# [Exercise brief]
Can you resume the piece below about the two new sketchbooks debuted at Comic-Con International, picking up after its last sentence?

I debuted two new sketchbooks at Comic-Con International this last week.

The first (pictured above) is William Stout 50 Convention Sketches Volume 19. I can scarcely believe I’ve produced that many in the series! I’ll have to do something very special for Volume 20.

But Volume 19 is special on its own. It includes new drawings and rarely seen images from the Stout archives. Subject matter includes barbarians, ERB characters, dinosaurs, comic art, animation designs, blues portraits, and the first two drawings for my ten plate Peter Pan portfolio.

Limited to 950 copies, each signed and numbered by Yours Truly, this baby is ready for Priority shipping. Like the others, it’s just $15 plus shipping.

The second book (cover shown above) is William Stout Monsters Sketchbook Volume 4.

# [Recorded data]
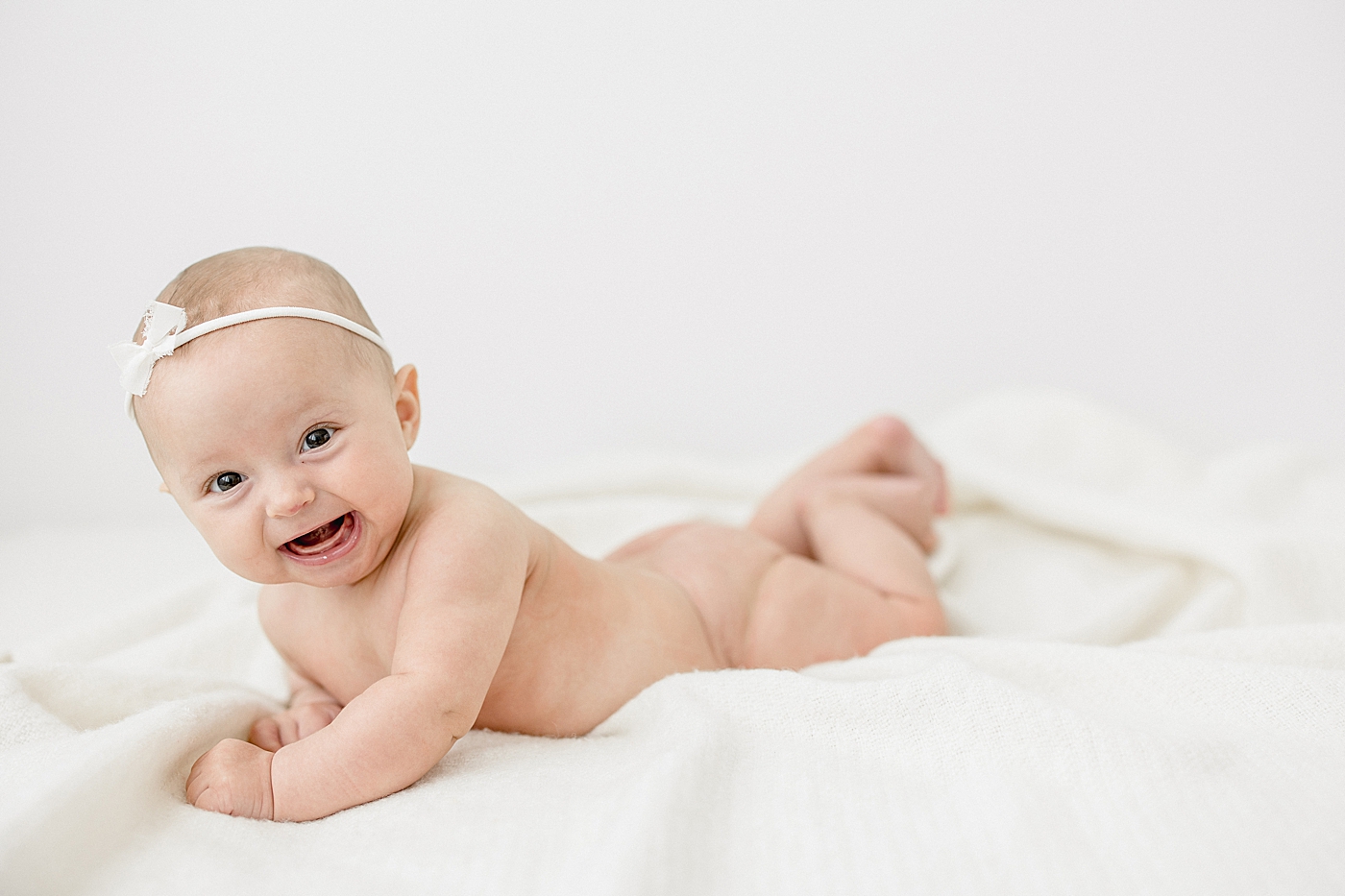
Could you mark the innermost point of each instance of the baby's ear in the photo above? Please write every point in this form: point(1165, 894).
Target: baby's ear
point(406, 399)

# [Exercise output]
This Monster Kid Hall of Famer has lovingly crafted another thrilling volume with favorite monsters from the 1930s, 1940s and 1950s. Once again, I’ve included a section of my own designs for page and screen in the back of the book. That section displays a couple of my early designs for Hunter (you’d know this successful movie by its final release name: Predator).

Limited to 950 copies, each signed and numbered (don’t hesitate; Volumes 1 and 2 are sold out); Priority shipping. Also just $15 (plus shipping).

You can order both books from the William Stout Bazaar on this site. Shipping is just six bucks per order, no matter how many books you buy. What a deal!

I hand-colored the original cover art for each book and thought you would like to see the two pieces in their color versions. Here they are:

They’re for sale, BTW. Each piece is framed. The 50 Convention Sketches cover sells for $6000 (plus shipping); the Monsters cover is priced at $6500 (plus shipping). Contact me if you’re interested; time payments available.

More about Comic-Con tomorrow!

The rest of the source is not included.